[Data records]

---

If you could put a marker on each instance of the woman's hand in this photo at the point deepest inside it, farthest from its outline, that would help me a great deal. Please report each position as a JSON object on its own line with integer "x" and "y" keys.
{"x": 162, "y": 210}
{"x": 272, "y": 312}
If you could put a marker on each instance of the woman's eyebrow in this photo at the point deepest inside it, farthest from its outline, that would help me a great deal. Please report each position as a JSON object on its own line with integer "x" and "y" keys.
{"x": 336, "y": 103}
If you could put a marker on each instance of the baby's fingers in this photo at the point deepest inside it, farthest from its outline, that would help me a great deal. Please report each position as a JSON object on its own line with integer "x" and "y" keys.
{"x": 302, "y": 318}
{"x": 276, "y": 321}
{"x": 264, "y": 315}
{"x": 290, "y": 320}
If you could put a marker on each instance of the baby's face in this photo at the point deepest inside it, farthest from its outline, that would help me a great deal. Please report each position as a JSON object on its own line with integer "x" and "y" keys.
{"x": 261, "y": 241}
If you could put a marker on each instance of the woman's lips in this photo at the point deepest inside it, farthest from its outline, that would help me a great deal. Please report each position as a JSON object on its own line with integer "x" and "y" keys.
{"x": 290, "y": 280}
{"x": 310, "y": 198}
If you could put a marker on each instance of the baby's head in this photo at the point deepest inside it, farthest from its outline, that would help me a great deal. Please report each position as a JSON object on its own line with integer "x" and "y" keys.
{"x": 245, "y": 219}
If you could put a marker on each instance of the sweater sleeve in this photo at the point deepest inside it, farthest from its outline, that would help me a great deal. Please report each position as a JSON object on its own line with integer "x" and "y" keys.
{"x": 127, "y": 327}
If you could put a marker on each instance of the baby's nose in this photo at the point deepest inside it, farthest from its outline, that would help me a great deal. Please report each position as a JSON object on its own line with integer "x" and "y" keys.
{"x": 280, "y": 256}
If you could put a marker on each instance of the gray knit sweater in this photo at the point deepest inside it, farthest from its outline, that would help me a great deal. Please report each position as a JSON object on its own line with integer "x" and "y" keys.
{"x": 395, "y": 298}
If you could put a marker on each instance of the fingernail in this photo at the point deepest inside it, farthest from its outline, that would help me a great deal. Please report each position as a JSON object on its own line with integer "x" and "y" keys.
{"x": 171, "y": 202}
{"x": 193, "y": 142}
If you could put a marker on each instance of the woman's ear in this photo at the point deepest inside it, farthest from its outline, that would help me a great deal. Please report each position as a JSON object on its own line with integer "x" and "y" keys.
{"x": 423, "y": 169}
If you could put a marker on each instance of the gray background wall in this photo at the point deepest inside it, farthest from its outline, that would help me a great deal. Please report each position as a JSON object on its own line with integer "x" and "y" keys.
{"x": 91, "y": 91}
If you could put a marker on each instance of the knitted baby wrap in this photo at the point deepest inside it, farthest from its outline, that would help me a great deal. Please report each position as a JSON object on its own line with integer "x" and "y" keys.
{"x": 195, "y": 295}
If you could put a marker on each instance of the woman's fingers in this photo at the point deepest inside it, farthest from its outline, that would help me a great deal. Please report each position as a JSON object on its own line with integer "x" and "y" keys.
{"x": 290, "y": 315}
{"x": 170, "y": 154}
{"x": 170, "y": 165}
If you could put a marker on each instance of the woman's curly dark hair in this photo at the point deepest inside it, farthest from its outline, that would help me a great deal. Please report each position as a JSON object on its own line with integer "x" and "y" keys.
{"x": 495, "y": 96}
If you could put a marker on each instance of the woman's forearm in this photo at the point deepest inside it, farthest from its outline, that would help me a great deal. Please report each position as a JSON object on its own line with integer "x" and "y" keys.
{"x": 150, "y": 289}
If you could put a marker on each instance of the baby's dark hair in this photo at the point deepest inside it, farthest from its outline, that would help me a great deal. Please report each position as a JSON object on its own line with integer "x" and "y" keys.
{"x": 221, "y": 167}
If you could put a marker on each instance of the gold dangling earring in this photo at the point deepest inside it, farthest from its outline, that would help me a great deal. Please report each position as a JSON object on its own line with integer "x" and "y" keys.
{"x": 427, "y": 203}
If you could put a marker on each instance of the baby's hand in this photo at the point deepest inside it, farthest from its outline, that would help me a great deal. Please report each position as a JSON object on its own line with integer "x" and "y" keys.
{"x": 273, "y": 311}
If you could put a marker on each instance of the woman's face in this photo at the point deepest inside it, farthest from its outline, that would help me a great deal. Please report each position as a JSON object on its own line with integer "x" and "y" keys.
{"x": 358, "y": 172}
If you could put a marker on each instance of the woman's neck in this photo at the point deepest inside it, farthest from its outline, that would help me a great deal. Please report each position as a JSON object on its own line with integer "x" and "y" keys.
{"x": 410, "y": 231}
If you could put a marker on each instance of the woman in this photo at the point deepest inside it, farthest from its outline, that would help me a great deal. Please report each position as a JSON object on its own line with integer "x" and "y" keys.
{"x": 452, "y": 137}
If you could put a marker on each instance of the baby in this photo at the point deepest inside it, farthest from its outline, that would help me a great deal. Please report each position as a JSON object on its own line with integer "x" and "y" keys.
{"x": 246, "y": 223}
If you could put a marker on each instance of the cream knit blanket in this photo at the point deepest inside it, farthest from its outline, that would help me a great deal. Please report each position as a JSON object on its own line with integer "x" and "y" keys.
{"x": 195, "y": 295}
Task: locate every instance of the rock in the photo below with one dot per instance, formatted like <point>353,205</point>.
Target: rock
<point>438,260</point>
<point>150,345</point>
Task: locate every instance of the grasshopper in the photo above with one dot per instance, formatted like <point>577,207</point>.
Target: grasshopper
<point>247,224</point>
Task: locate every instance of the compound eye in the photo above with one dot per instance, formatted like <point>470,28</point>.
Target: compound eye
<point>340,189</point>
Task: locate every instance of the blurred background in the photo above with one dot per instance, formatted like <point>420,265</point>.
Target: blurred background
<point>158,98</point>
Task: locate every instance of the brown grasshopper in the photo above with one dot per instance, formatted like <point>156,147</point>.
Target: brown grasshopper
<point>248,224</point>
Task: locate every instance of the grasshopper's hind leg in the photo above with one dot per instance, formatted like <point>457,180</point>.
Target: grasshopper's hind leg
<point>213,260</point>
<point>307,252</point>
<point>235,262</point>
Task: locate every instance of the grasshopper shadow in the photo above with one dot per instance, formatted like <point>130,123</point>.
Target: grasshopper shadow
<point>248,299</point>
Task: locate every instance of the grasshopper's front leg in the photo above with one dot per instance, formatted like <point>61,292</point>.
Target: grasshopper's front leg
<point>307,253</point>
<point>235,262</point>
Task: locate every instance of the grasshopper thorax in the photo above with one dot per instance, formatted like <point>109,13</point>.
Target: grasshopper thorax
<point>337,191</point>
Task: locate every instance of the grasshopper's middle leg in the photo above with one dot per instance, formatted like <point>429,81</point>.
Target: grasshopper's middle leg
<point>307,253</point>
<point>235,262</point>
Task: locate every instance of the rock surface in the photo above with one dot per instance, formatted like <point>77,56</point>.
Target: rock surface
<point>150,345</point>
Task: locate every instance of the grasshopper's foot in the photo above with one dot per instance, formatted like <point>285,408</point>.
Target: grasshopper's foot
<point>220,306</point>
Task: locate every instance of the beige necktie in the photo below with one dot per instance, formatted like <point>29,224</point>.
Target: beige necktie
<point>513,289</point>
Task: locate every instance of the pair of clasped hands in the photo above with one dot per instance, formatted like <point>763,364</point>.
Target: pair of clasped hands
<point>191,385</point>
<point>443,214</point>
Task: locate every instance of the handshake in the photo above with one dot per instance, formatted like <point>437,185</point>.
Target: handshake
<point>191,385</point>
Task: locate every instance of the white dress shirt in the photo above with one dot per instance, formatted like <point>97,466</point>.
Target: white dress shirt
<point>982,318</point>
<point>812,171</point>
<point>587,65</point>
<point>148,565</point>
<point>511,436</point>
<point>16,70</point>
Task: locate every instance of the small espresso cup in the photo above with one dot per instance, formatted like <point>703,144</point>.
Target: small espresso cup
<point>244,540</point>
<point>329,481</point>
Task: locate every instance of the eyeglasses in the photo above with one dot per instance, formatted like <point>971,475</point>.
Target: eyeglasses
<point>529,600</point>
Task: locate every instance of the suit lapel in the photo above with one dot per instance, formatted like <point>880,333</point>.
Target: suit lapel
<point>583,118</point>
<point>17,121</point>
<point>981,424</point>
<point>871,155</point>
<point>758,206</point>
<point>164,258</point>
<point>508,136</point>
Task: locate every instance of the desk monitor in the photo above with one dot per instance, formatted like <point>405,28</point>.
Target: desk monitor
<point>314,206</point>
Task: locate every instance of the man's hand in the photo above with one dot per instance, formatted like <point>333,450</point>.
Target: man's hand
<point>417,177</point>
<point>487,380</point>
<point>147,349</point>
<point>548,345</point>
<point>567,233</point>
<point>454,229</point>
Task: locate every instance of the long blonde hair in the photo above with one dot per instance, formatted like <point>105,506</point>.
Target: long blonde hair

---

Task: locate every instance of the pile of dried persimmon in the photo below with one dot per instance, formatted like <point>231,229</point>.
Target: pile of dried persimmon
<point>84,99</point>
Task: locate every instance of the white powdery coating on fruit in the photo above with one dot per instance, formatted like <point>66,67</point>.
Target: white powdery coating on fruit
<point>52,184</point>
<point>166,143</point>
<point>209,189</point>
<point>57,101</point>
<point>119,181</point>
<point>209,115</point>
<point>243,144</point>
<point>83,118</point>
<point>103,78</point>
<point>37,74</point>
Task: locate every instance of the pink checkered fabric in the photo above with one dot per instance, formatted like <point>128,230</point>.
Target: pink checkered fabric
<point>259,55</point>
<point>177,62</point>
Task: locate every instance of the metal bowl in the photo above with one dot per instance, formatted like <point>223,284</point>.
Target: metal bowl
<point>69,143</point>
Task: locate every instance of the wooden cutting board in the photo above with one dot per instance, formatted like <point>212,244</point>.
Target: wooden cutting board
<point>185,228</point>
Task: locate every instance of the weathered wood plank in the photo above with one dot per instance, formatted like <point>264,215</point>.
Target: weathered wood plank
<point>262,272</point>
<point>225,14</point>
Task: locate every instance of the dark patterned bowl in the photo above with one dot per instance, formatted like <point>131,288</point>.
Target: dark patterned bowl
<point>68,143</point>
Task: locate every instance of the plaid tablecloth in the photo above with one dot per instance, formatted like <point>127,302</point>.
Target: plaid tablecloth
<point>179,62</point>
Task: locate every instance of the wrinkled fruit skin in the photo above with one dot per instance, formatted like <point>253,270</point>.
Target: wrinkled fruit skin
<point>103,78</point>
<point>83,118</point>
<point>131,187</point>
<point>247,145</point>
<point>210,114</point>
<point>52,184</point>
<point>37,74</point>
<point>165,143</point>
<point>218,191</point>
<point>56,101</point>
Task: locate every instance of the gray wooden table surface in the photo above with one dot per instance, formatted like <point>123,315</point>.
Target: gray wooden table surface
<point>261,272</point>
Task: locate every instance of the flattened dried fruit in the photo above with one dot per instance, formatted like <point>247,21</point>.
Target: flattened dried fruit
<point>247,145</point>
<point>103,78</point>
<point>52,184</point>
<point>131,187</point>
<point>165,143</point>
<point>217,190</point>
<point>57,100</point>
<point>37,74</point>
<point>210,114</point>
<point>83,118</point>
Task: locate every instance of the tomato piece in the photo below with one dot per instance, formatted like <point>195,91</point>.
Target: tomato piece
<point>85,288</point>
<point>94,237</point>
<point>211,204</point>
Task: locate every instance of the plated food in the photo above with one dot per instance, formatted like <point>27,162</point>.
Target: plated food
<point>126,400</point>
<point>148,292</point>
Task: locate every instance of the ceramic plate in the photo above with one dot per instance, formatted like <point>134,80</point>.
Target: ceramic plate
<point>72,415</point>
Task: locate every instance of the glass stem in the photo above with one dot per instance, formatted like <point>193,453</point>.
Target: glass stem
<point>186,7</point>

---

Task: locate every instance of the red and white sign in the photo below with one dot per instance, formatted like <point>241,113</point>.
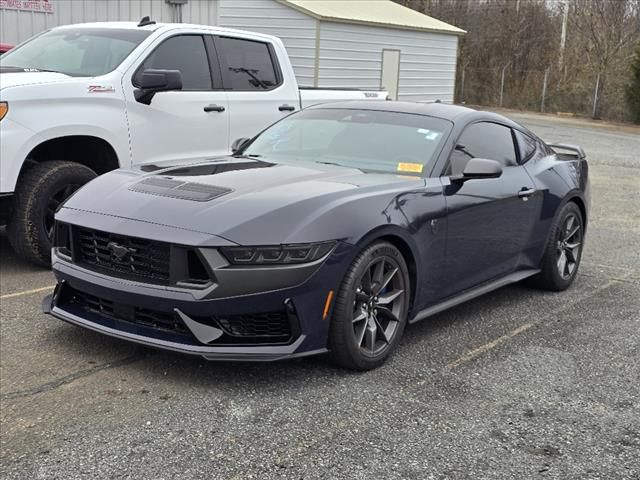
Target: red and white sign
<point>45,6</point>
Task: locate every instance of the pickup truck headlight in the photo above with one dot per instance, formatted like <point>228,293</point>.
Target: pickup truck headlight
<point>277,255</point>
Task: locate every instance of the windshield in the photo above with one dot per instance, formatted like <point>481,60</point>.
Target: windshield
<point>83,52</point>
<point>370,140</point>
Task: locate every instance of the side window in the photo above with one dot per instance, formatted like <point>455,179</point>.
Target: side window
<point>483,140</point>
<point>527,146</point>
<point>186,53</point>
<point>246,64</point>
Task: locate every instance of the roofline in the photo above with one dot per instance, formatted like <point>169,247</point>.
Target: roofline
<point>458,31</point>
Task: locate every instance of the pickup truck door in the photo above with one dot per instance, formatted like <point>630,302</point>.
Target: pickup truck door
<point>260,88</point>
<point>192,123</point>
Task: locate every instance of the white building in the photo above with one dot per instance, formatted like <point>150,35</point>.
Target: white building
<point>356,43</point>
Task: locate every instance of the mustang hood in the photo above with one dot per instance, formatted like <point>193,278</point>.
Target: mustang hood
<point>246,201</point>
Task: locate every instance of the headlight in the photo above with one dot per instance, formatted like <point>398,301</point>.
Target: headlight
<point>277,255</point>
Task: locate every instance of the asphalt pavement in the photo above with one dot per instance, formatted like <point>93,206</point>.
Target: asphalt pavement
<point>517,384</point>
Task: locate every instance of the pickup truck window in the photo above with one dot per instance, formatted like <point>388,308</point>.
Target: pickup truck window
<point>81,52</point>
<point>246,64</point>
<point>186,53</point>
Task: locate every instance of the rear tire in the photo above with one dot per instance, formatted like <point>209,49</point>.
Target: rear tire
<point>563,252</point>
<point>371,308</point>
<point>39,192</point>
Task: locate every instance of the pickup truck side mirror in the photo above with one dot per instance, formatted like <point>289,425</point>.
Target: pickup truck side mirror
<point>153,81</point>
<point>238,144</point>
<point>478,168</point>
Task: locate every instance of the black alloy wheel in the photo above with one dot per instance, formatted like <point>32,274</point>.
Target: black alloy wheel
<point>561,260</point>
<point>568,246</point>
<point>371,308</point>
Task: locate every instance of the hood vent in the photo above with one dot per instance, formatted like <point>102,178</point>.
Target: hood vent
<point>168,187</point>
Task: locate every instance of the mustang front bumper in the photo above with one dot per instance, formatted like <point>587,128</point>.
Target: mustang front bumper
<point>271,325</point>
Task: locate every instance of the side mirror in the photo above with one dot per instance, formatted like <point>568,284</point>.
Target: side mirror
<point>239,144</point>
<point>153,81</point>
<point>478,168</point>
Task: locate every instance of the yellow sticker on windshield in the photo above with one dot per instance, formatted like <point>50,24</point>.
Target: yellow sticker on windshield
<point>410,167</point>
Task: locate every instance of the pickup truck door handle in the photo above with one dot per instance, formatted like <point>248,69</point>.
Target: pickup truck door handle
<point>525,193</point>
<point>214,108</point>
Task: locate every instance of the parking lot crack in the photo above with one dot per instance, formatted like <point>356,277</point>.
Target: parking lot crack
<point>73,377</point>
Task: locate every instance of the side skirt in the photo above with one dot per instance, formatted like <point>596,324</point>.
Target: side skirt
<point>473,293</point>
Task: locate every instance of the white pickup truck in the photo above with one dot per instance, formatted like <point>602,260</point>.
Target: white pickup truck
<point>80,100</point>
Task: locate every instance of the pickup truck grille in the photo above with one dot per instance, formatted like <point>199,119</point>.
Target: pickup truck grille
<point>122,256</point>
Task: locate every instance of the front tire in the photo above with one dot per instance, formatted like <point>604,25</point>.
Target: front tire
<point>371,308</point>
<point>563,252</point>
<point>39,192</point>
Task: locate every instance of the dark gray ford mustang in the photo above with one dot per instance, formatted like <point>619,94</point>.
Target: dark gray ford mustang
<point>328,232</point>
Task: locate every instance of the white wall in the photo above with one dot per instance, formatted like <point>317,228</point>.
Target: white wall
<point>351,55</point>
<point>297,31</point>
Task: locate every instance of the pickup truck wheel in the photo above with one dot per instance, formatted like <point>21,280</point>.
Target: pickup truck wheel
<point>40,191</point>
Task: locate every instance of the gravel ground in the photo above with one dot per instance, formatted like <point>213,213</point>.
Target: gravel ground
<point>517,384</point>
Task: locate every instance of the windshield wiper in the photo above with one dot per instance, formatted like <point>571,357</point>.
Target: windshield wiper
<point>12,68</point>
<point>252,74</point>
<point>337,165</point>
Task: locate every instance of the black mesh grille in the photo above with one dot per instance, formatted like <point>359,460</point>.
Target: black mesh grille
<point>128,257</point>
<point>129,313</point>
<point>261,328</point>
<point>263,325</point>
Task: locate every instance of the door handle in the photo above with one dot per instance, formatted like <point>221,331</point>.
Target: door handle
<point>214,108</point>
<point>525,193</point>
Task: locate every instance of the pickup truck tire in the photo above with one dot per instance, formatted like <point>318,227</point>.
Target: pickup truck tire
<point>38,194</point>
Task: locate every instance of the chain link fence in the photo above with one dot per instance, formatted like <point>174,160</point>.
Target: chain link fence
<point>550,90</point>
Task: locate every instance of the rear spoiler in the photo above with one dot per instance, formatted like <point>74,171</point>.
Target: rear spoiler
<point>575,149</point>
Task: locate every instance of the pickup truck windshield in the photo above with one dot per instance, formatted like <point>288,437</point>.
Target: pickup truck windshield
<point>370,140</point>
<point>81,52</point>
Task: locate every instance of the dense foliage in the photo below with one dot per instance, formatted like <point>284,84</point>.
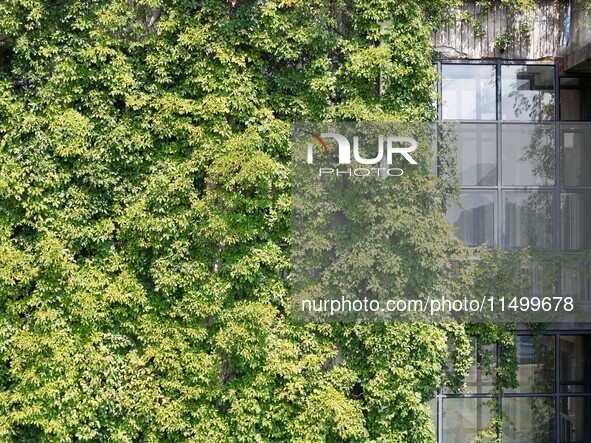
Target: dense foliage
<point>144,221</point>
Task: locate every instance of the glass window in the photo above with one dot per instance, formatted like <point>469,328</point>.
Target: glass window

---

→ **ABOUT THIS EXERCISE**
Copy out every line in the records where the word "blonde" is found.

→ **FINISHED TASK**
Task: locate every instance of the long blonde hair in the photo above with one dot per instance, formatted like <point>105,506</point>.
Target: long blonde hair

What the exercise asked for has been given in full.